Aim:
Rewrite all the rows below with every "Target" switched to "Label" and all other text unchanged. Leave the pictures out of your answer.

(Excerpts of location labeling data)
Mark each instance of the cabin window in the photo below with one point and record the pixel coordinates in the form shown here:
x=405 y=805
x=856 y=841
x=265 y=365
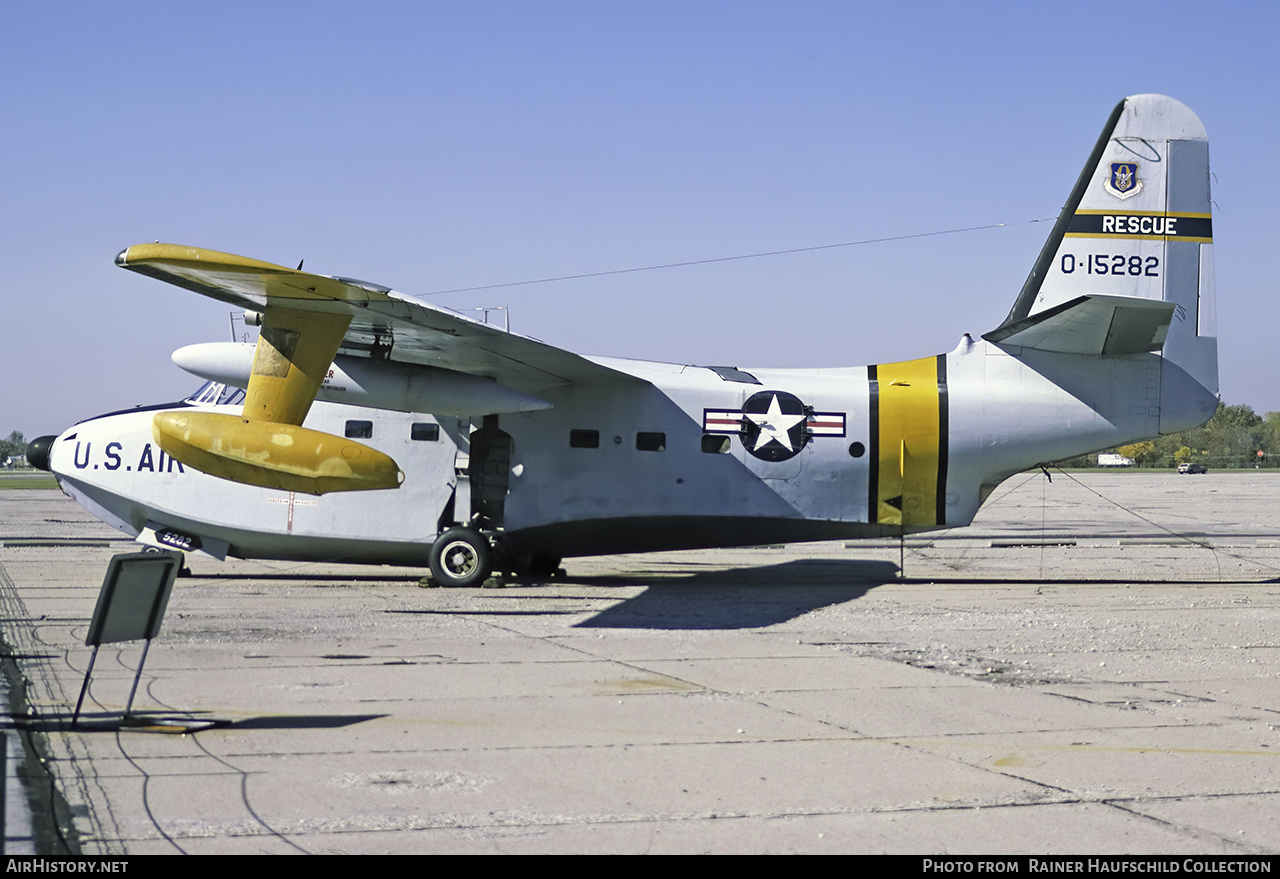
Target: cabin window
x=716 y=443
x=649 y=440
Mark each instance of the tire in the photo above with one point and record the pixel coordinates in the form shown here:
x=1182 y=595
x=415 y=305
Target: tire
x=461 y=558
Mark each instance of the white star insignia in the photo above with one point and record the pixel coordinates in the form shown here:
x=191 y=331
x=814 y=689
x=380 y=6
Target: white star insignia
x=775 y=425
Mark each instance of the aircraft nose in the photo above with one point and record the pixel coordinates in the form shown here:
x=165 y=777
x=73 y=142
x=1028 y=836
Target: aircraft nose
x=39 y=449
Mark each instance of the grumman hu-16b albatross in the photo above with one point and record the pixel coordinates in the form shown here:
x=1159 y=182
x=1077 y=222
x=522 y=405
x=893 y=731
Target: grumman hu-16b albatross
x=375 y=427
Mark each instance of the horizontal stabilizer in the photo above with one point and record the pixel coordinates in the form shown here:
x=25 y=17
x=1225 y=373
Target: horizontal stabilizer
x=1092 y=325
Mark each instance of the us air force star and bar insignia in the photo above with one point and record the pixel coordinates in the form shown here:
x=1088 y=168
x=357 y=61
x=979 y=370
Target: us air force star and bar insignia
x=773 y=425
x=1124 y=179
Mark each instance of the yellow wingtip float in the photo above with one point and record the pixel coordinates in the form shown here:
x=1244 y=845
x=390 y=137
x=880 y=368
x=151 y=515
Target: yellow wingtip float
x=273 y=456
x=268 y=447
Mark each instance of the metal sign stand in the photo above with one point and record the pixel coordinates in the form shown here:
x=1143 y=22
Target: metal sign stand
x=129 y=608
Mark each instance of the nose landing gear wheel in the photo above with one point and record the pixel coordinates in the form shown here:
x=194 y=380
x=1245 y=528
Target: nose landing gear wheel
x=461 y=558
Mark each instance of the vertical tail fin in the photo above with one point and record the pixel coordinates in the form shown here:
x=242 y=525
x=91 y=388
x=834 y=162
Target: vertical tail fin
x=1138 y=227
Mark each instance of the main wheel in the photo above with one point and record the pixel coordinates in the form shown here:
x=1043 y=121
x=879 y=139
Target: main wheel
x=461 y=558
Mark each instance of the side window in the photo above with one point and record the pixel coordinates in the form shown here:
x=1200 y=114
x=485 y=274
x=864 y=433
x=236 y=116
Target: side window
x=649 y=440
x=584 y=439
x=716 y=443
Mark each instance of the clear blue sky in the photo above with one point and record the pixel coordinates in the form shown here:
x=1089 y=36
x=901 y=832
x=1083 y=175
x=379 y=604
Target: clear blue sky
x=430 y=146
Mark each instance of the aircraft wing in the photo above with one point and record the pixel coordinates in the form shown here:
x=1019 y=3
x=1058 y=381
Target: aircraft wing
x=384 y=324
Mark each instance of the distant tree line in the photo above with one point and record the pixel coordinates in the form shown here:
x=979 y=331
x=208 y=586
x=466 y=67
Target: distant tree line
x=1230 y=440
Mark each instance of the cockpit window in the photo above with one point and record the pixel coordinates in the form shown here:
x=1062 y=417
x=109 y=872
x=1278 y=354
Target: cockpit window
x=214 y=393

Problem solution:
Mark each instance of the cabin window in the photo below with one point and record the pixel coordinates in the form shown here:
x=405 y=805
x=856 y=841
x=265 y=365
Label: cabin window
x=716 y=443
x=649 y=440
Mark each instance of the tire in the photo above with one point and record the pixel coordinates in the form shown here:
x=1182 y=595
x=415 y=305
Label: tire
x=461 y=558
Mark each instance of the white star insignia in the photo above with one point and record the pixel coordinates in the form shown here:
x=191 y=331
x=814 y=689
x=380 y=6
Label: white star insignia
x=775 y=425
Mark each instance of the aircraft nose in the photo above with one point and record the pixel coordinates in the form shown here:
x=165 y=777
x=73 y=142
x=1028 y=836
Label: aircraft nose
x=39 y=449
Mark each instance of the grumman hu-16b albatross in the photo above with one point and record the pixel coordinates in the form shown here:
x=1159 y=182
x=1077 y=222
x=522 y=405
x=893 y=731
Label: grumman hu-16b albatross
x=375 y=427
Mark each instance of the horizontal stabilizer in the photo above with one point and record the pixel coordinates in the form shown here:
x=25 y=17
x=1225 y=373
Label: horizontal stabilizer
x=1092 y=325
Mark each instance of the us air force star and bar insignia in the photo above with one point and record the pixel coordinates in the form shown here:
x=1088 y=168
x=357 y=61
x=979 y=370
Label: us air force star and bar insignia
x=773 y=425
x=1124 y=179
Mark each instance of the yellow wingtip float in the photo above with one point and record the pixel coordinates in the form shown here:
x=1244 y=845
x=390 y=137
x=880 y=368
x=151 y=515
Label: yellow wingtip float
x=273 y=456
x=268 y=447
Mark each instance of the metal sign stand in the photo above with one point and record the pixel coordinates in the form shown here:
x=1143 y=22
Label: metal sign stand
x=129 y=608
Mark each instance of the nose landing gear wheel in the photo above with one point and record the pixel coordinates in the form shown here:
x=194 y=380
x=1245 y=528
Label: nose landing gear wheel
x=461 y=558
Mark each instance of the vertical tail fin in the photo above with one point and record the pixel coordinates in the form shown here:
x=242 y=525
x=91 y=388
x=834 y=162
Label: vertical tail fin
x=1138 y=227
Mark each instance of the main wheel in the photo above with one point and record the pixel coordinates in the form shown here:
x=1043 y=121
x=879 y=139
Label: main wheel
x=461 y=558
Mark each instance of the side window in the photo above with one point and record the pixel coordinates in the form shown here:
x=1200 y=114
x=485 y=274
x=864 y=433
x=236 y=116
Label: side window
x=649 y=440
x=584 y=439
x=716 y=443
Mark each instance of the clear blue sky in the photo above with one point and record the pixel coordinates in the form shown here:
x=1089 y=36
x=901 y=832
x=1083 y=175
x=379 y=604
Label: clear blue sky
x=430 y=146
Mark each instance of the aircraft wing in the photo above with one point and record the pixel coordinates in the form shown here:
x=1019 y=3
x=1058 y=381
Label: aircraft wing
x=384 y=324
Mark each instance of the distant tree line in the photo above with one point and record the pixel coordinates in the form shown here:
x=979 y=331
x=208 y=586
x=466 y=67
Label: distant tree line
x=1230 y=440
Mark each instance of the cockpit window in the photo above with one point and record the pixel coordinates in the form shown here:
x=1062 y=417
x=109 y=872
x=1278 y=354
Label: cockpit window
x=214 y=393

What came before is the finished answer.